* What is being asked
Print each record below precisely, with every picture left out of the copy.

* Dataset records
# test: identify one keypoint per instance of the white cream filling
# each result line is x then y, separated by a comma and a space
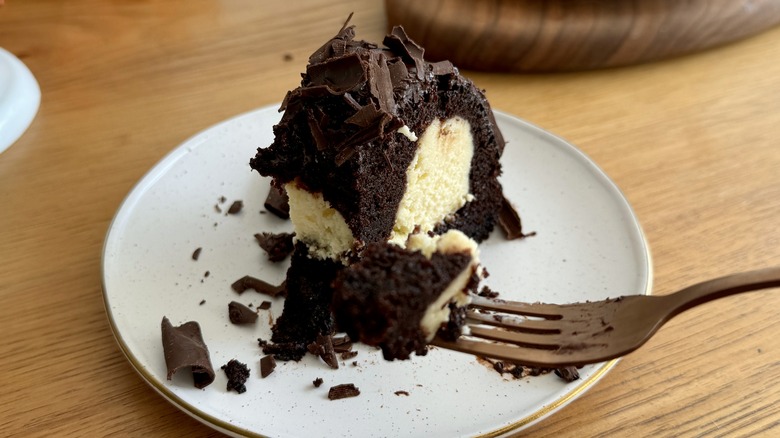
451, 242
321, 227
437, 180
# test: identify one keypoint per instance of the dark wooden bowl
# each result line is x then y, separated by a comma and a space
567, 35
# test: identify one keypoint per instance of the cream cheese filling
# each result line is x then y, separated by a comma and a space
317, 224
437, 180
451, 242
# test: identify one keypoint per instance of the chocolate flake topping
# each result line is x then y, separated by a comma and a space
267, 365
277, 245
249, 282
343, 391
510, 222
237, 374
183, 346
241, 314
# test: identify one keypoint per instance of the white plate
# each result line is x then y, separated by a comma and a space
19, 98
588, 246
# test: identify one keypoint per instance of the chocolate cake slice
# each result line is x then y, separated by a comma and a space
374, 145
398, 299
377, 143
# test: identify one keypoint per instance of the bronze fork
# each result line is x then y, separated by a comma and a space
559, 335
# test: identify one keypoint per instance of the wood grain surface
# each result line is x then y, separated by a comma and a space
566, 35
692, 142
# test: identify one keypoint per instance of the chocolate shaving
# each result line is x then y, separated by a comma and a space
410, 51
267, 365
568, 374
348, 355
343, 391
399, 74
510, 222
237, 374
443, 68
183, 346
249, 282
335, 45
235, 207
277, 202
380, 82
339, 74
241, 314
277, 245
323, 347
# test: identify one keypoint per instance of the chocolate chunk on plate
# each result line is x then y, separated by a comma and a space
267, 365
344, 390
241, 314
237, 374
183, 347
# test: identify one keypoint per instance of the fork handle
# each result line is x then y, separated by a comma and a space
706, 291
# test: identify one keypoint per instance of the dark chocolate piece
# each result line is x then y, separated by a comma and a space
235, 207
277, 245
277, 202
323, 348
267, 365
568, 374
249, 282
348, 355
510, 221
343, 391
241, 314
237, 374
183, 346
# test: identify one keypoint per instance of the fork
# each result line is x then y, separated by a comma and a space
561, 335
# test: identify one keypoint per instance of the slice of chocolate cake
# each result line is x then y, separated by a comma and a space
375, 144
398, 299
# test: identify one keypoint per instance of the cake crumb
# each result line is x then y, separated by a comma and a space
343, 391
236, 207
267, 365
237, 374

* The completed task
# test: identify one keypoint per instance of the white cream filling
# each result line is x then y, separated by a comma and a space
451, 242
321, 227
437, 180
# test: identify one keypoint per instance of the dark wooden bowl
# each result line is x then y, separated by a comma and a space
567, 35
# test: identify one keypoint per instance of the cream cheese filling
# each result line is x then y, separated by a comma and a space
317, 224
437, 180
451, 242
# test: identify one keypoint per instance of the chocolate flake topping
# each result line is x then y, separated by a comma and a space
267, 365
277, 245
249, 282
343, 391
510, 222
237, 374
183, 346
241, 314
# test: identify one keypoint per instance of the white plate
# each result line is x then y, separated by a comma and a space
19, 98
588, 246
# test: identify one keypoint per instance of the chocolate cake slice
# each result line is x then y, separated by a comma and a space
374, 145
398, 299
377, 143
# test: identify one keypoint per instance of the bronze fork
# each result line is x then y, separated by a comma and a space
559, 335
# test: identify one keypoint per instance of the wood grain surface
# each result line is x then y, separated by a comma and a space
566, 35
692, 142
# test: identify one keypoint per instance of the chocolate shaving
# each result line is x then y, separated by a comma and a space
410, 51
267, 365
568, 374
348, 355
343, 391
399, 74
510, 222
237, 374
443, 68
183, 346
249, 282
335, 45
235, 207
277, 202
380, 82
339, 74
241, 314
277, 245
323, 347
# test: identify one keypoint per instance of the chocolate chunk on plate
# each result line is x then y, separated by a comma and a space
267, 365
344, 390
241, 314
237, 374
183, 347
# test: identify one keypoint per instance of the fork handle
# each result line is x then y, separated by a comma and a space
706, 291
# test: identify one keypoint per instance of the dark chocolate piece
# each result line is x then y, separated by a comma and a space
235, 207
277, 245
277, 202
323, 348
267, 365
568, 374
249, 282
348, 355
510, 221
343, 391
241, 314
237, 374
183, 346
# test: identify one keypoint per instance of the fork
# each result line is x then y, separated by a comma and a space
561, 335
# test: identify one keypoint per instance of the slice of chocolate cake
# each result line is x then y, separated by a comma and a space
375, 144
398, 299
# test: identify one keypoint per instance of the cake crumb
# each result line is x then y, separated by a comma and a space
343, 391
236, 207
267, 365
237, 374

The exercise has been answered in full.